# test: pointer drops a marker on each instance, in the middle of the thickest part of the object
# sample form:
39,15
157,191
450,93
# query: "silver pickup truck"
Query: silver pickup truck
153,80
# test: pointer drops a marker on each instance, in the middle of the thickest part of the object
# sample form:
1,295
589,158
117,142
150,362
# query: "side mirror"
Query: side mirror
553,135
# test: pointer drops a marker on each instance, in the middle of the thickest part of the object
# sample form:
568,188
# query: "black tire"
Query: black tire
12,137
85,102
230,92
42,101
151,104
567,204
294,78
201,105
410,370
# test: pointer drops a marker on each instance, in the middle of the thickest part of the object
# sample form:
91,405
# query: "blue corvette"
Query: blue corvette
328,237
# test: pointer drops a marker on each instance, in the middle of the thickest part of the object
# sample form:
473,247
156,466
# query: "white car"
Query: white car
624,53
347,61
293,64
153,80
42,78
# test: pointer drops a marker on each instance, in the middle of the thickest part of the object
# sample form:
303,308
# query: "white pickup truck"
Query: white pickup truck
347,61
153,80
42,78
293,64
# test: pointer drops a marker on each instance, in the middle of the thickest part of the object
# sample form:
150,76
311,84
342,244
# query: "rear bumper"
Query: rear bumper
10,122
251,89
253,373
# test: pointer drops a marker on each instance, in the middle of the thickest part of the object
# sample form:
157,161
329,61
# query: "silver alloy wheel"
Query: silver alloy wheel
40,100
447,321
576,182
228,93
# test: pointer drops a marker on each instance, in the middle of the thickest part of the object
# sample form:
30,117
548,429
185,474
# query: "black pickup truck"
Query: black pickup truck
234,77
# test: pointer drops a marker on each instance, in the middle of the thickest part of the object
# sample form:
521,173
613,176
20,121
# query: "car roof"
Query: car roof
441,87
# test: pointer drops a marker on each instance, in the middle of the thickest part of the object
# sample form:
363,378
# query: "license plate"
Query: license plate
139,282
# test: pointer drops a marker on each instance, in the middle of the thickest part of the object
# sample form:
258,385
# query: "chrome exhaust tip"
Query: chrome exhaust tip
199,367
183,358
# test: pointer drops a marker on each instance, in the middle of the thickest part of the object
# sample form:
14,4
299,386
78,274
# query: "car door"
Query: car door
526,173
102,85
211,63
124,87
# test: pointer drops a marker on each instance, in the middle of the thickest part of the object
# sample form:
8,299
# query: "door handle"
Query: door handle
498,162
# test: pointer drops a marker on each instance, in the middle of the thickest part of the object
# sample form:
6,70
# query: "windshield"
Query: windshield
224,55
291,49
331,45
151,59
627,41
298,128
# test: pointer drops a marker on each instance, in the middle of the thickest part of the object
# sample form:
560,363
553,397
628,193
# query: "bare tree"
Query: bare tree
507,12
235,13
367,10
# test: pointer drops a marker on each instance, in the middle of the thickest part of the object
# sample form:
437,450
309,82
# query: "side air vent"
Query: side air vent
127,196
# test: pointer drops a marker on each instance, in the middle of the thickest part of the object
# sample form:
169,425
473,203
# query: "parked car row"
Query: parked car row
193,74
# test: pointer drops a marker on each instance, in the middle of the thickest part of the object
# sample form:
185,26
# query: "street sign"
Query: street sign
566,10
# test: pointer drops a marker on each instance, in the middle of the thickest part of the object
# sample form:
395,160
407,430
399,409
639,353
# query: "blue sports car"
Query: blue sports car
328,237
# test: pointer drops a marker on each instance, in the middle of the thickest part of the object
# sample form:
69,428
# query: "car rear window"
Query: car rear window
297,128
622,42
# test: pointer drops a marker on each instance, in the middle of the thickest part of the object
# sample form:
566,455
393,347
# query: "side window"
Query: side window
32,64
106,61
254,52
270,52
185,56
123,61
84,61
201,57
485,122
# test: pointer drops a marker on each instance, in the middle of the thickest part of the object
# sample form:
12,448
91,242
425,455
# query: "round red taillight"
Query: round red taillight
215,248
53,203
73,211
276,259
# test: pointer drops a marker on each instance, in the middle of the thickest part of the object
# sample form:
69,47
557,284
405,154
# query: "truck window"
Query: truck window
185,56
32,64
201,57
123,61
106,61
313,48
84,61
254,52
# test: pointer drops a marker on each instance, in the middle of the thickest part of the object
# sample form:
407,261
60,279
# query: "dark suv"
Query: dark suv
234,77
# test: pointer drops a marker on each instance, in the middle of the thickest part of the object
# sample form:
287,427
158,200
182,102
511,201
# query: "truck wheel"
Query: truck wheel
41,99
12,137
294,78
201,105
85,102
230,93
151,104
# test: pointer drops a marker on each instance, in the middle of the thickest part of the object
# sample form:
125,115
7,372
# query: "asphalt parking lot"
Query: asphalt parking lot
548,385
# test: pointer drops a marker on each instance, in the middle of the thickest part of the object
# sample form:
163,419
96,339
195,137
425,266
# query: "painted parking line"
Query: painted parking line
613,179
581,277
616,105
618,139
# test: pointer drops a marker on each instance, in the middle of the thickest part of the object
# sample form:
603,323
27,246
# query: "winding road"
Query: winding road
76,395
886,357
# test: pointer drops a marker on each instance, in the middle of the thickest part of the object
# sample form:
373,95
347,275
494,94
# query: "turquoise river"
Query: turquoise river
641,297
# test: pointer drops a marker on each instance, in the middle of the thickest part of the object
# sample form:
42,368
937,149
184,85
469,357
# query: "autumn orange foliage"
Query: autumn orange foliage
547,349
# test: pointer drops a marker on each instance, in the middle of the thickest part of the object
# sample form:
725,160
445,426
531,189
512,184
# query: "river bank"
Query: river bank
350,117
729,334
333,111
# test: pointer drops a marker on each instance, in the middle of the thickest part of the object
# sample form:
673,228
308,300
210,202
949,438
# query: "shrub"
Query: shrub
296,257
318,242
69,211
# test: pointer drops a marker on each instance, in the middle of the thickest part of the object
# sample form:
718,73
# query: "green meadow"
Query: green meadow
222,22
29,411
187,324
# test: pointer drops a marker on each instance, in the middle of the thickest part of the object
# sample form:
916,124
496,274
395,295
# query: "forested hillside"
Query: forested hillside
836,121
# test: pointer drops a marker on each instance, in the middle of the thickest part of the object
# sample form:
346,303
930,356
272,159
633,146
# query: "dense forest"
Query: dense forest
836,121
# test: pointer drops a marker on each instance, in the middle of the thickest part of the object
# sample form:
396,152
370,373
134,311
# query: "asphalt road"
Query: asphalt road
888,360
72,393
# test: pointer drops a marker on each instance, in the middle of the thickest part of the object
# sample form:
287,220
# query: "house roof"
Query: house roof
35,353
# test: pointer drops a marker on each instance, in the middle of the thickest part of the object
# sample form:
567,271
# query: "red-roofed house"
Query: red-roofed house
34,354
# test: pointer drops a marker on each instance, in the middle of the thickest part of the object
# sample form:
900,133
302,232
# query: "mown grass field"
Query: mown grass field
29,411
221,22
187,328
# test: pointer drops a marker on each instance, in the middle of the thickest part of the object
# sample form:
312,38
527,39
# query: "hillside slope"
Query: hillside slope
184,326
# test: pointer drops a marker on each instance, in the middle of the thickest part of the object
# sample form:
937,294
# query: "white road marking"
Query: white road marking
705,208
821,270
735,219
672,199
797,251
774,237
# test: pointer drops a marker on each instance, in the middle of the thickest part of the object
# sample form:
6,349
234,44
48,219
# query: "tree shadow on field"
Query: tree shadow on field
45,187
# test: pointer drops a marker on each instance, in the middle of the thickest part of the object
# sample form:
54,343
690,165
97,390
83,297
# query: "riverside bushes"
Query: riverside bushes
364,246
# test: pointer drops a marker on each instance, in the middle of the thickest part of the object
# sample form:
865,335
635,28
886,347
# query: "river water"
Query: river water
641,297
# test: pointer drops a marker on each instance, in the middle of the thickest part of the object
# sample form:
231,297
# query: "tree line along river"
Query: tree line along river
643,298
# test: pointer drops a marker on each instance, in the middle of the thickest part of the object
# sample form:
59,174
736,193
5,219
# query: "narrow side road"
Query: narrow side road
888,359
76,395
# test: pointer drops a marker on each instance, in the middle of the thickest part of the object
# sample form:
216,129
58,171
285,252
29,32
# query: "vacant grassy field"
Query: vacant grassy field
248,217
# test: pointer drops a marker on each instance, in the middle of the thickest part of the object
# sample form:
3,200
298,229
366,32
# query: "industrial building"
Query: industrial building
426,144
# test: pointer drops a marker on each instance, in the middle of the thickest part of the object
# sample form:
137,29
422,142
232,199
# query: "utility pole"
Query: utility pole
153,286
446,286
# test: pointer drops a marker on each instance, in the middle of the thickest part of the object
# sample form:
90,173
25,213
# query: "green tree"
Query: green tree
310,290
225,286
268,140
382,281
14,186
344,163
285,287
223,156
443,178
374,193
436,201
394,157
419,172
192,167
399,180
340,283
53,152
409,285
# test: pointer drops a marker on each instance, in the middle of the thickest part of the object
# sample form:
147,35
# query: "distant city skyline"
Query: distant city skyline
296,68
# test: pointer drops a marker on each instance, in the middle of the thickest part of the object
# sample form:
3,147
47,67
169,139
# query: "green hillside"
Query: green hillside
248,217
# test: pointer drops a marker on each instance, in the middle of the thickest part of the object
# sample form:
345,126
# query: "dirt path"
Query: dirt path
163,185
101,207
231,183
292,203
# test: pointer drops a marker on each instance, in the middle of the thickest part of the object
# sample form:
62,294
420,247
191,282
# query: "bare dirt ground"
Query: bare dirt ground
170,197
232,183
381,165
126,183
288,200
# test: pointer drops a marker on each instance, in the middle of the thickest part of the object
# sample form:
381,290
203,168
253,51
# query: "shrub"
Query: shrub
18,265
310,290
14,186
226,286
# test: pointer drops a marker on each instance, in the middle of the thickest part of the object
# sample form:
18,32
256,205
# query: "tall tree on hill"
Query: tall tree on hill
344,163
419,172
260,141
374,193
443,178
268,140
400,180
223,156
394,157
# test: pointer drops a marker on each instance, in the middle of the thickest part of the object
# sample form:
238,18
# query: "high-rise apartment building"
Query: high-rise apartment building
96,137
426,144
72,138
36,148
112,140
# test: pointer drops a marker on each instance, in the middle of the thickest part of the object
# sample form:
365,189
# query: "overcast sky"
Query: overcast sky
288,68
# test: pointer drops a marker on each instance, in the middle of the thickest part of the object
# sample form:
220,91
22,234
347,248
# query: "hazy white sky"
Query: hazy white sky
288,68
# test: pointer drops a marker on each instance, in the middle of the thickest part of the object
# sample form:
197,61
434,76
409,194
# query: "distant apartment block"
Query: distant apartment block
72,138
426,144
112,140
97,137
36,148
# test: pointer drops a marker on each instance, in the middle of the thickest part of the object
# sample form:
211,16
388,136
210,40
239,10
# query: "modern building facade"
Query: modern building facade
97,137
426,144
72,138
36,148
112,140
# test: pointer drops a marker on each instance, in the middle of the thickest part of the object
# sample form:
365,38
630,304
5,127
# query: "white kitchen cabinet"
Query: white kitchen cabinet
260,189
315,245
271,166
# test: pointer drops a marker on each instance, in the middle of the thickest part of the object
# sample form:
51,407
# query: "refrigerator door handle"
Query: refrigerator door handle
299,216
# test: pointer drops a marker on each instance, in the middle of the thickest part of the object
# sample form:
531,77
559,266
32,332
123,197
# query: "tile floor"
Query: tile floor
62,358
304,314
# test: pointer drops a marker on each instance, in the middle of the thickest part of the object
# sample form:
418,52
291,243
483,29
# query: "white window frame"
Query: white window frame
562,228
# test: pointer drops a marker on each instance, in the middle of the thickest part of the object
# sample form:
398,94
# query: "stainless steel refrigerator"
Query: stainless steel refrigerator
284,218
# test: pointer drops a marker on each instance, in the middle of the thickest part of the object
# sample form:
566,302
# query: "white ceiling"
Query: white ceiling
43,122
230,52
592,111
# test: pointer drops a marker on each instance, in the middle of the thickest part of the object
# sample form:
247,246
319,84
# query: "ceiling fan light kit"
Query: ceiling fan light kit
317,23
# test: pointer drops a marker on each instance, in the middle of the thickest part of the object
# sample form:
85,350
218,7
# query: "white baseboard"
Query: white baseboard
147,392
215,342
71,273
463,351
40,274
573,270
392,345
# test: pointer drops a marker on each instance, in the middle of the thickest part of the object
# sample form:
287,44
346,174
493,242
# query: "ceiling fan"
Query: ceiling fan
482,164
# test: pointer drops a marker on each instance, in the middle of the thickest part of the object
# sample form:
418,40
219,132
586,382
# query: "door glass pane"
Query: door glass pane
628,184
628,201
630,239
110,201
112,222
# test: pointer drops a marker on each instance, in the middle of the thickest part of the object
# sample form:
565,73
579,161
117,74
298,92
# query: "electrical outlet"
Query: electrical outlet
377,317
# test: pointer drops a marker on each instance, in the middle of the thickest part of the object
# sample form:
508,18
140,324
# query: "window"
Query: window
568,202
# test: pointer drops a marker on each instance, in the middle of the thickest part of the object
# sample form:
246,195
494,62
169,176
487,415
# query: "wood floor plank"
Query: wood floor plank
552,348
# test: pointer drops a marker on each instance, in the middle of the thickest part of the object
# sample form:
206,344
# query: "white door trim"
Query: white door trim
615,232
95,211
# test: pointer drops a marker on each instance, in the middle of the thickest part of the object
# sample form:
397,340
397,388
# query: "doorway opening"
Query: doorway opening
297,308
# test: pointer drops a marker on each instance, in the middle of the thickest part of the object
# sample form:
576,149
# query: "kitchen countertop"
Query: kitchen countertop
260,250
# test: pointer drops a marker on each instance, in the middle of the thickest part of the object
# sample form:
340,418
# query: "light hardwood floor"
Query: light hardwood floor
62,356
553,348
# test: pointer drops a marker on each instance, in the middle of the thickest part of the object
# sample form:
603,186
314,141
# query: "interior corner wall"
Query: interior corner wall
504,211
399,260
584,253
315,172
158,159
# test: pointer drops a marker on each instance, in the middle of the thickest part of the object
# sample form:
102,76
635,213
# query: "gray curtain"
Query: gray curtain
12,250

┄┄┄┄┄┄┄┄┄┄┄┄┄┄┄┄┄┄┄┄

» Set task:
Extract every line above that contains the word "mirror", and copy each one unchanged.

» Response to the exercise:
# query: "side mirror"
Query: side mirror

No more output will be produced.